### Given entries ###

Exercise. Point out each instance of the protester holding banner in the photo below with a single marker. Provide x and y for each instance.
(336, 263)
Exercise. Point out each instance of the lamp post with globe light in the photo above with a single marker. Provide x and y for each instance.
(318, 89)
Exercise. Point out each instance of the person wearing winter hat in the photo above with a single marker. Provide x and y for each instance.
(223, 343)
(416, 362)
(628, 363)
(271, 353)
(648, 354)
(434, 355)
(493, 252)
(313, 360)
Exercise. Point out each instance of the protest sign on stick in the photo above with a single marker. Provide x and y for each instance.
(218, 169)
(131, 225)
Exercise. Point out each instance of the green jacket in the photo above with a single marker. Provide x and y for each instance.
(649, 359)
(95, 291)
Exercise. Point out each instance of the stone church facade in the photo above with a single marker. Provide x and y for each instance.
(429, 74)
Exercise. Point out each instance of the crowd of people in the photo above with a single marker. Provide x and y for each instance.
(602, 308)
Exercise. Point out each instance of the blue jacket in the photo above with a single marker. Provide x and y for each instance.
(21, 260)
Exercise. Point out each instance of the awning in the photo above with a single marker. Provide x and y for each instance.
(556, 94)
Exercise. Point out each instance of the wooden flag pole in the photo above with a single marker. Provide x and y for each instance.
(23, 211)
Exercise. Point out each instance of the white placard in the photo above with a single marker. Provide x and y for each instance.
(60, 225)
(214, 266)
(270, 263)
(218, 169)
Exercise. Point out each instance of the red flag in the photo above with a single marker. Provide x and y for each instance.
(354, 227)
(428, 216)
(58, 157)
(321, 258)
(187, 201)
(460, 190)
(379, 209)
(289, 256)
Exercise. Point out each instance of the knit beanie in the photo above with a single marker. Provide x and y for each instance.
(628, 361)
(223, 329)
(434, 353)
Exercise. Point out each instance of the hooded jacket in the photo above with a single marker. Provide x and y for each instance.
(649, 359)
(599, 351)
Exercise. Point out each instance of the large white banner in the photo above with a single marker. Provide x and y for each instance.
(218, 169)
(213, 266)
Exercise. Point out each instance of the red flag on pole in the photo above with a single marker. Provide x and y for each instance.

###

> Requirements
All lines from the one that contains "Exercise. Point out each instance of the protest sign" through the end of the material are to be quoted exactly, with both ends included.

> Answer below
Exercise. Point out each instance of the protest sign on stick in the photo above with a single marker. Provide x and y for each instance.
(218, 169)
(131, 225)
Exercise. Point out each instance of the green jacket in the photo above with a single marker. Provide x and y for each instance.
(649, 359)
(95, 291)
Exercise. Point out each instance of the stone church facade in the photo above with a single marker. Provide x and y for each instance.
(429, 74)
Exercise. Point out each instance of the crowd of people in the photo above with a single marker. Provide x and y for each instance.
(602, 308)
Exercise. Point out each instance of the blue jacket in the photo above with a single marker. Provide x and y for each instance.
(21, 260)
Exercise. Point out each instance of the awning in the photo above with a single marker. Provide x and y for each instance.
(556, 94)
Exercise. Point out each instance of the wooden flag pole in the photo above with a single marker. Provide x and y for each instance.
(23, 211)
Exercise. Point out each instance of the white placard in the photo above with a single marker. Provide x and y for each instance.
(60, 225)
(214, 266)
(270, 263)
(218, 169)
Exercise. Point out each instance of the red flag in the photo above with a single marker. Provide x and y for each instance.
(354, 227)
(428, 216)
(58, 157)
(321, 258)
(187, 201)
(460, 190)
(379, 209)
(289, 256)
Exercise. Point out each instance of the knit beanie in the photo above with a single marker. Provide x and y for each instance.
(628, 361)
(223, 329)
(434, 353)
Exercise. Point out each instance of the hooded jacket in the photo above with a single marker. Provide x and y for each instance.
(649, 359)
(599, 351)
Exercise. Point out each instance of the large white banner in the photo above with a single marker. Provide x and y for each instance.
(218, 169)
(213, 266)
Exercise. Point out each instance of the red flag on pole in the photo above with a single marker. Provide x and y for each instance.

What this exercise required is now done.